• Compito da svolgere
Ricopia senza alcuna modifica le righe dei dati qui sotto, partendo da quella che contiene "Place one point on every instance of the black rubber" e arrivando a quella che contiene "[(356, 439), (665, 437)]", entrambe incluse.

◇ ◇ ◇ ◇

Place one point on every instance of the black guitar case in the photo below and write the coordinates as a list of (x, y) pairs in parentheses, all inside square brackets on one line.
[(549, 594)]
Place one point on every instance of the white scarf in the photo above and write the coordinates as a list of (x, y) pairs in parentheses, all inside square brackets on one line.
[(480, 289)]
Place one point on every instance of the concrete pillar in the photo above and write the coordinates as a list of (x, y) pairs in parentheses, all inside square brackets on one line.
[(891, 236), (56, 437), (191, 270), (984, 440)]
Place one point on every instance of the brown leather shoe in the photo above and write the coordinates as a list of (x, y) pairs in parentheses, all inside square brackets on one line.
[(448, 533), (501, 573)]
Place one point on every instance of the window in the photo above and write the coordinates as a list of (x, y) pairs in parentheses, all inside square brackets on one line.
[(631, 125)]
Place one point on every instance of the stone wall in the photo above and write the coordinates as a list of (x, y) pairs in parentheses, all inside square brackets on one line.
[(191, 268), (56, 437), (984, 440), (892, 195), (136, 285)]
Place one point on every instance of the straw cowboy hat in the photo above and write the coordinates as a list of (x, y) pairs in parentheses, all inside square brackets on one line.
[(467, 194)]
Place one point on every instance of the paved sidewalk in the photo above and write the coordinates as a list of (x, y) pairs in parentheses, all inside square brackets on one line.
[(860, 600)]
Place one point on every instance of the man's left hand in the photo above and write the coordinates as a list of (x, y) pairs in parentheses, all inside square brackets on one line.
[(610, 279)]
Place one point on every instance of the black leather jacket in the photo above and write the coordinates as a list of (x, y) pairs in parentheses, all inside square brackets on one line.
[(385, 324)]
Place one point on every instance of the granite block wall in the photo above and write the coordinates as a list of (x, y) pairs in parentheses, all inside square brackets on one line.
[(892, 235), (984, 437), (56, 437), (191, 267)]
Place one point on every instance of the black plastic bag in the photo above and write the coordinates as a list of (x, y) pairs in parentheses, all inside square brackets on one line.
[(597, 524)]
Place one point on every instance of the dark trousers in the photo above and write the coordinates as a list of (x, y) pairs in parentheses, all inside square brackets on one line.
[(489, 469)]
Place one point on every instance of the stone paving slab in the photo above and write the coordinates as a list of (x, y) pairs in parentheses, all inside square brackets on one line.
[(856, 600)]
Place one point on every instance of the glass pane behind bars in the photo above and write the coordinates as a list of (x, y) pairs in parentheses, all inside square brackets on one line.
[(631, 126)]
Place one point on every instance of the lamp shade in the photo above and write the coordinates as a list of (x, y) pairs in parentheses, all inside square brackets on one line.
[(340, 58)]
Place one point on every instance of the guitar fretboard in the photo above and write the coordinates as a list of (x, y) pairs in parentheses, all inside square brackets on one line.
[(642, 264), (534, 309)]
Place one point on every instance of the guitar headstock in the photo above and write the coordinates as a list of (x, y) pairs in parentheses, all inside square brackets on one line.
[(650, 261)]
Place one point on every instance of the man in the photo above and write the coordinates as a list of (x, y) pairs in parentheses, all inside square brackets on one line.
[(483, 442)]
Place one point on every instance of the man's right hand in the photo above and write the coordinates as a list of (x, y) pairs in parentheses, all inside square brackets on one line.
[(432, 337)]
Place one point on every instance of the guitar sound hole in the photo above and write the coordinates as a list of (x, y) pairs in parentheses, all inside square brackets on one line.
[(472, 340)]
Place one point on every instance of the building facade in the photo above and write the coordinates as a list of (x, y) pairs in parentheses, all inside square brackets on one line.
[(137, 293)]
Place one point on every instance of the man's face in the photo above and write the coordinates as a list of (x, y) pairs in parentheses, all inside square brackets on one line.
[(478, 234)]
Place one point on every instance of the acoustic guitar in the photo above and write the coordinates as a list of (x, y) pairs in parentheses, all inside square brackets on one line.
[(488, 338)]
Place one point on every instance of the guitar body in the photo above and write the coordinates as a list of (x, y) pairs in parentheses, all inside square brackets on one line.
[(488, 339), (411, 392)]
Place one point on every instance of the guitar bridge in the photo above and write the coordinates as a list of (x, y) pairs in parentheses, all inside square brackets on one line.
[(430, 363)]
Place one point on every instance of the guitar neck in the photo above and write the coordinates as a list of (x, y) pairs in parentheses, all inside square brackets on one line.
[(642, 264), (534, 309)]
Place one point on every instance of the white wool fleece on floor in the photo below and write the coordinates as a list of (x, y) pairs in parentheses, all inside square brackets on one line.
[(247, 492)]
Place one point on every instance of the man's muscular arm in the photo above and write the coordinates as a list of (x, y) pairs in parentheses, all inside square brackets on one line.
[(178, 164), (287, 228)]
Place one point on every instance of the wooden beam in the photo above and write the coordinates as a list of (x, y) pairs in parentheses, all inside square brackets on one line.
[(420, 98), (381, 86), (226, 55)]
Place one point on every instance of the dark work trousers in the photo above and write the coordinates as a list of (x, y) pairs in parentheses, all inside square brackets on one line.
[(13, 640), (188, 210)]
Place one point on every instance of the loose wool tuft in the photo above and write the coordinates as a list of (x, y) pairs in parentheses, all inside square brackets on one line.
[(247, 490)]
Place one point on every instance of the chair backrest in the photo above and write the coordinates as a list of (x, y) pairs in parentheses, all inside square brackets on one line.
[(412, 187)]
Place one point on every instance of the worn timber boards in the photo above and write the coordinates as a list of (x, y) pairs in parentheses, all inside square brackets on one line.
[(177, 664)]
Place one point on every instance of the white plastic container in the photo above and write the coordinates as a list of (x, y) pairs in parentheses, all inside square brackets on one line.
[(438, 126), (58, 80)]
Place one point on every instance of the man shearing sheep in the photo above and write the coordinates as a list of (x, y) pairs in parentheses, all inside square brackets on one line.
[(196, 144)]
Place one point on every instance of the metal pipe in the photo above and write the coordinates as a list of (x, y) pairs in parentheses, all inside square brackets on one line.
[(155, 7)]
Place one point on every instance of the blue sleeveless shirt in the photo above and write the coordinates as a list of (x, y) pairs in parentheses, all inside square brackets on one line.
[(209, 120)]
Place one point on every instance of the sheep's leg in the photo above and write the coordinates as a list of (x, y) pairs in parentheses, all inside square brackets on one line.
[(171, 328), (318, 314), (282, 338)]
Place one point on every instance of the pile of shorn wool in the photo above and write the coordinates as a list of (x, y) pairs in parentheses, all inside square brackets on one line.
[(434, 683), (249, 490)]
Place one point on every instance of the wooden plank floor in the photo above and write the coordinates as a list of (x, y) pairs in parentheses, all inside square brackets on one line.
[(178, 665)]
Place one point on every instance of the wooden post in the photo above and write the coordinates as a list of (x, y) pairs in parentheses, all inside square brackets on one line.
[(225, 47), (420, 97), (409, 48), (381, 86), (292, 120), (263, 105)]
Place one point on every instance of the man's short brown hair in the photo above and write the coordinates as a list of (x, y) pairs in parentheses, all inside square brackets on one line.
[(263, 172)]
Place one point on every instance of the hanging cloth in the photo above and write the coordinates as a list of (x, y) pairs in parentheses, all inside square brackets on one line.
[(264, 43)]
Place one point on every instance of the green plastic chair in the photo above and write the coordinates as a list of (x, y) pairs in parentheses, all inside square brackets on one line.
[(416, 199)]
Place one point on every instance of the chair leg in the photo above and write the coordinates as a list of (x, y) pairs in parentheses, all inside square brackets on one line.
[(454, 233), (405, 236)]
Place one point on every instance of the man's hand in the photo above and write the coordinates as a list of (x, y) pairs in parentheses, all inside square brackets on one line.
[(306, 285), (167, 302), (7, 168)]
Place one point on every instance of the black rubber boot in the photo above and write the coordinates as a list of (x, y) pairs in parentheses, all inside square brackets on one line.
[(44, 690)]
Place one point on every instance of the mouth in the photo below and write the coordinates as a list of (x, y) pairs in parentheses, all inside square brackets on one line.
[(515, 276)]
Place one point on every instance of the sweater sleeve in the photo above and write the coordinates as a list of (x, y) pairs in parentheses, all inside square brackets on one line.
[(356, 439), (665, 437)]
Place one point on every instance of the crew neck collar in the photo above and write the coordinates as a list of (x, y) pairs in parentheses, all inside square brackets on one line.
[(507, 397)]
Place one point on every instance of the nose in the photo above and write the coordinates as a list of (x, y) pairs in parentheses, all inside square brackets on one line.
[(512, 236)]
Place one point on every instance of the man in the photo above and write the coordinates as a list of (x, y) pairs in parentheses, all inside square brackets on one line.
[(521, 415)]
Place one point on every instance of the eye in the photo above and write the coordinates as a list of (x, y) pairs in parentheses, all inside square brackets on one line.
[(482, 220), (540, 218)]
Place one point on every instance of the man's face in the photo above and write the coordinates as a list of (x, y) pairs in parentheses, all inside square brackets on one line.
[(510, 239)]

◇ ◇ ◇ ◇

• Soluzione del problema
Place one point on every instance of the black rubber boot in the photo above and write the coordinates as a list of (x, y) pairs in parentheses, all inside square brackets on one line.
[(44, 690)]
Place one point on every instance of the mouth in the photo below and write the coordinates as a list of (x, y) pairs in parentheses, all inside square brackets on one line.
[(515, 276)]
Place one point on every instance of the sweater sleeve in the photo above and write the coordinates as a list of (x, y) pairs in parentheses, all inside square brackets on one line.
[(356, 439), (665, 437)]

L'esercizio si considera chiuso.